- **Explore the material**
a) In the passage on PIM-GPT memory mapping, which DRAM channels hold the Wk and Wq weight matrices?
b) Extend the passage on PIM-GPT memory mapping, picking up right after its final sentence.

- **Page text**
##########

The mapping scheme and dataflow of four main types of computations performed in the memory devices are shown in FIGS. 12A-12D. Key, query and value generations all require vector-matrix multiplication (VMM) with corresponding weight matrices. The obtained key and value vector results are appended to the key and value matrices for the next token. The query remains in the vector format and serves as the input vector in step 4 in FIG. 11. In the proposed accelerator system 50, the PIM device first compute the key and query entries required in the first step of the attention layer (step 4 in FIG. 11). To maximize the DRAM channel level computation parallelism, Wk and Wq are mapped on the first and the last four channels, respectively. Inside each channel, all weights are evenly distributed among the 16 banks.

FIG. 12A shows Wk mapping on DRAM channels 0 to 3. When VMM starts, PIM-GPT will activate all 16 banks in all channels through DRAM commands. The 16 PUs in each channel will work simultaneously to maximize the throughput. When it comes to value computation in step 6 in FIG. 11, it becomes the only VMM execution and can utilize all computation resources. Hence, Wv is mapped across all DRAM channels and banks as shown in FIG. 12A. The input vector will be stored in the GB for VMM operation with Wk, Wq and Wv matrices.

For VMM results, the query elements computed from the PIM devices will be sent to the control device, assembled and broadcast to the PIM GBs for attention score computation in step 4. Key and value results need to be written back to the DRAM banks on the PIM devices to add to the key and value matrices. DRAM write operations cannot be paralleled, and they will be executed sequentially after adding the corresponding DRAM address to the instruction packet by the control device. The write back scheme of key and value results are shown in FIGS. 12B and 12C, respectively. Key and value write back are in row-major and column-major, respectively, since the transpose of key matrix is required in step 4 in FIG. 11, while no transpose of value matrix is used in step 8.

The key vector results are evenly stored through all DRAM channels in the PIM device. However, for a single token generation, only one key vector will be generated in an attention block, and it will be written to the corresponding DRAM bank row reserved for the current token, as shown in FIG. 12B. PIM-GPT also exploits data locality during write. Since the key vectors from all heads can be concatenated and written into a single row (the statement applied to GPT3-small, but may need to write to multiple rows at larger GPT models), the write command can be executed consecutively after one ACT to write the whole key vector data back to the bank, as shown in the timing diagram in FIG. 12B. With these mapping techniques to utilize data locality, PIM-GPT can achieve a high row hit rate at runtime.

Value result write back is more complex compared to key result due to 1) value results are stored in column-major fashion; and 2) attention heads need to be split when computing the dot product of value matrix and attention score. As shown in the timing diagram of FIG. 12C, one can only activate a row and write one data, followed by moving forward to the next row. Hence, data locality cannot be leveraged in value result write back. The concatenated value results need to be split according to the number of heads, and each head receives a different input vector with size of the current token length. To maximize the computation parallelism in the subsequent step, the optimal scheme is to distribute the value matrix to all banks on the eight channels. However, this scheme cannot be implemented when the number of heads is not a multiple of the number of channels, for example, twelve heads in GPT3-small for eight DRAM channels. In this case, the PIM-GPT mapper will search the distribution to minimize the latency of both step 7 and 8 in FIG. 11. Take GPT3-small as an example, PIM-GPT will map the first eight heads to the first four channels, and the last four heads to the last four channels to maximize the throughput.

##########

(Dataset items)
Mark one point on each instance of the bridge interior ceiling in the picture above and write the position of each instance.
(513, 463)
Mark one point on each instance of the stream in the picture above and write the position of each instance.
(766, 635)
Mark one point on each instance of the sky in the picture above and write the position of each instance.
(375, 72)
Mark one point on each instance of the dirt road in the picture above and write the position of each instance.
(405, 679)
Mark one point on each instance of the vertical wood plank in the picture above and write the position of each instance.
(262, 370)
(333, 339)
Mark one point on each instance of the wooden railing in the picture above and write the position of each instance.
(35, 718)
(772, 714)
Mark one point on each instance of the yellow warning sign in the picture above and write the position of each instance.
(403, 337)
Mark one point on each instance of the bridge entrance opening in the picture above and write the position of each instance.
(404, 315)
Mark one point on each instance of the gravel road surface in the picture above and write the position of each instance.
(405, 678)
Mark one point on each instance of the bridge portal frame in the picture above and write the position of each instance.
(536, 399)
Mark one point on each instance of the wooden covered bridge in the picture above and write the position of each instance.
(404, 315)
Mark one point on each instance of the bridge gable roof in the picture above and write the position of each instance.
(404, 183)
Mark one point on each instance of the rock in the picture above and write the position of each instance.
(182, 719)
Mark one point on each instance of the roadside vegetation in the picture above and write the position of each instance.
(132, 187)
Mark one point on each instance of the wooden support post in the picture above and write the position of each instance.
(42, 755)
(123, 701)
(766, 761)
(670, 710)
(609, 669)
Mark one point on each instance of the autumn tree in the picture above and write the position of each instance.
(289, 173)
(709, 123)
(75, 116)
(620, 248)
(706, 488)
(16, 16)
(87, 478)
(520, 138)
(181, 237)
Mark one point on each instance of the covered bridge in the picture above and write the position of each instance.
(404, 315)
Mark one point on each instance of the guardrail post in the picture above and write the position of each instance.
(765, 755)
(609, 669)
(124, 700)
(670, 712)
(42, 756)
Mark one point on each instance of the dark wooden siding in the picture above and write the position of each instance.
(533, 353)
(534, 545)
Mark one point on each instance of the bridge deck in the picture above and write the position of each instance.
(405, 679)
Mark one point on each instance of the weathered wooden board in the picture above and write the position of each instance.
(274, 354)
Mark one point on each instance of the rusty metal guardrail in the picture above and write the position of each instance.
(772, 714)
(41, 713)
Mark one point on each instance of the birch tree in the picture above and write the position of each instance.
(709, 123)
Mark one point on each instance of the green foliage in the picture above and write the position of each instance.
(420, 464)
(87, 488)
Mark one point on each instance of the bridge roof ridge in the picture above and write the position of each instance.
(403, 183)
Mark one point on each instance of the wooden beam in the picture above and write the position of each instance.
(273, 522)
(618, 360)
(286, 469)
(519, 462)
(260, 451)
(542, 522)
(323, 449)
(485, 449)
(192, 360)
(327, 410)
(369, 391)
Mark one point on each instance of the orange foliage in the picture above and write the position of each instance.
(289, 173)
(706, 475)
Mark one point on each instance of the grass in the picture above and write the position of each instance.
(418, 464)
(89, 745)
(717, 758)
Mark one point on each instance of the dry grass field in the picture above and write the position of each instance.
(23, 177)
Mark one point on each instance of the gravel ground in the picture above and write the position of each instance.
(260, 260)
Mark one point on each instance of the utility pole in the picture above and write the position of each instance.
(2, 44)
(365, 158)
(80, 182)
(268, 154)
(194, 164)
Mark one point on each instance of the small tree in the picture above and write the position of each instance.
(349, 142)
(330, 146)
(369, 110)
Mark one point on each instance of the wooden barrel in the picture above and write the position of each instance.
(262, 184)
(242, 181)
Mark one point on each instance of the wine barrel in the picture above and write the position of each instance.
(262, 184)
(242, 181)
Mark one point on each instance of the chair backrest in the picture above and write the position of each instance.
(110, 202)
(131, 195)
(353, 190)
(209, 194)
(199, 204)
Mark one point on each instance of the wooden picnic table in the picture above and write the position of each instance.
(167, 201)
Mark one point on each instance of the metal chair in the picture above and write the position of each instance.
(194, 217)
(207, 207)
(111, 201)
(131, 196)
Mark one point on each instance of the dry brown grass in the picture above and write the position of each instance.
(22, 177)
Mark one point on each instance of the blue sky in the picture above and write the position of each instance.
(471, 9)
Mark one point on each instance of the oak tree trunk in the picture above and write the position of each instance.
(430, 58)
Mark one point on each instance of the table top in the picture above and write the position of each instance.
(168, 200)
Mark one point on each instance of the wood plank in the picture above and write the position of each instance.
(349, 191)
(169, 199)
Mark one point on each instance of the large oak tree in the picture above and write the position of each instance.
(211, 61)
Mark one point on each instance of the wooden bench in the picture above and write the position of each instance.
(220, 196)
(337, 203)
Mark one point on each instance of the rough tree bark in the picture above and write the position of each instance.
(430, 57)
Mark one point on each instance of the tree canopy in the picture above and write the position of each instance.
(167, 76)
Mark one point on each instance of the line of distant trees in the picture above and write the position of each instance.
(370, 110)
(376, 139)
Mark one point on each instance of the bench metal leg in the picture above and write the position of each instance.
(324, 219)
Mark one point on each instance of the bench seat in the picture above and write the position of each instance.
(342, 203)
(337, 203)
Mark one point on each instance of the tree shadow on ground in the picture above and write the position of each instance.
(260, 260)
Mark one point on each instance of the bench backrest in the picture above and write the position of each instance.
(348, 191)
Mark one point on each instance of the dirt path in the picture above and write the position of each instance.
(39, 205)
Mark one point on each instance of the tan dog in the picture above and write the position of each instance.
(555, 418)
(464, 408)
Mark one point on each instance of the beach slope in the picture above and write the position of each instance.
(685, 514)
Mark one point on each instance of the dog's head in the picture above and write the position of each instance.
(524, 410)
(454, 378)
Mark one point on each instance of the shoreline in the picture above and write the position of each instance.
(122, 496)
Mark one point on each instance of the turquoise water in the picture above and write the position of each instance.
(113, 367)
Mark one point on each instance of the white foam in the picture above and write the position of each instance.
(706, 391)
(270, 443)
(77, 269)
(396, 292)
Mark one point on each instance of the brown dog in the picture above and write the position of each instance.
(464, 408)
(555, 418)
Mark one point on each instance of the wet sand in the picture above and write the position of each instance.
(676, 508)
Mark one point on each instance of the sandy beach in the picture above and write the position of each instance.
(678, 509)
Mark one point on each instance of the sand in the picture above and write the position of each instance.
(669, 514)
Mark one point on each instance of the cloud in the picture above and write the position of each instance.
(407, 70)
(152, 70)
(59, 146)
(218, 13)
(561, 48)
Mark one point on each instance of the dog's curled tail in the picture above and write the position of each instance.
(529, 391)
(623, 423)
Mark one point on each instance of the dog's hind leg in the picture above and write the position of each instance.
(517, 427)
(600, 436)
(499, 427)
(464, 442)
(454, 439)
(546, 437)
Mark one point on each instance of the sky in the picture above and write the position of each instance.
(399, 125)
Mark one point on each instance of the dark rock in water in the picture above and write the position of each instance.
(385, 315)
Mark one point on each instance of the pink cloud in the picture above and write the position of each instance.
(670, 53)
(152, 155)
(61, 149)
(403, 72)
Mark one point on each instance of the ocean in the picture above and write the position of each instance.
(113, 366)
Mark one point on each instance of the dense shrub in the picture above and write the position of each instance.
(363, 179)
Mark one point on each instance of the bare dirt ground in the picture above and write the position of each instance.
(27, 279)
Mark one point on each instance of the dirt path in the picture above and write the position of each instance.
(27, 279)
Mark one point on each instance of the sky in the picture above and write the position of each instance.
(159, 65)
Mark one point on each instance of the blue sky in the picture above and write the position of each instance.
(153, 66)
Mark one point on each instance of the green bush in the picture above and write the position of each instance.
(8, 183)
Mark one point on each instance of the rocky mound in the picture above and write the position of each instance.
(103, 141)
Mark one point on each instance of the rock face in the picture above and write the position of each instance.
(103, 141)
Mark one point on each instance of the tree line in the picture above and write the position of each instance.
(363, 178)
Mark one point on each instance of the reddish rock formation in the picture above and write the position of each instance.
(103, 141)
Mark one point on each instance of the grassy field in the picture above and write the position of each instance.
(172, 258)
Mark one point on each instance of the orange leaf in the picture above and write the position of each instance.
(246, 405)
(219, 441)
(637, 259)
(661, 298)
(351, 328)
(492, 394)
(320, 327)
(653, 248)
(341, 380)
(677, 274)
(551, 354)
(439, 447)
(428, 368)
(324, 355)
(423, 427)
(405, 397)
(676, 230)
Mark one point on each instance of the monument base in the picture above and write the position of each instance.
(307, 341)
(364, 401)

##########

- **Task results**
a) Wk is mapped on the first four channels (0 to 3), and Wq on the last four.

b)
Mapping of the attention projection and the two FFN layers is similar to the value matrix computation since they are all linear layers and weights are evenly distributed through all banks on the eight channels. Here the partial sum scheme is explained using the second MLP layer in the GPT3-small model as an example. In PIM-GPT, partial sum is required when the input length exceeds the GB size. Although adding more SRAM buffer to each DRAM bank can solve this issue, larger GB induces a significant area overhead and requires a new design of the PIM chip. Instead, we reserve an SRAM buffer on the control device to store intermediate data. As shown in FIG. 12D, the input length of MLP2 is 3072, which is 3 times of the PIM GB size. PIM-GPT will slice the input data into three pieces. The data are sent to the PIM GB in three steps and the three partial sum results are written back to the ASIC. The ASIC will accumulate all partial results through its large adder array in a pipelined fashion. Once it receives two partial sums, it can start execution while waiting for the following data, as shown in step 13 in FIG. 11. Such a computation scheme increases PIM and ASIC computation parallelism and reduces the required SRAM buffer on ASIC.

To evaluate the PIM-GPT system performance, a simulator is developed to achieve fast and accurate modeling of the system during token generation. For GPT inference, the instruction sequence is deterministic: 1) computation blocks follow a specific sequence and repeat for each Transformer block; 2) the computation block will start only when the previous block finishes the computation.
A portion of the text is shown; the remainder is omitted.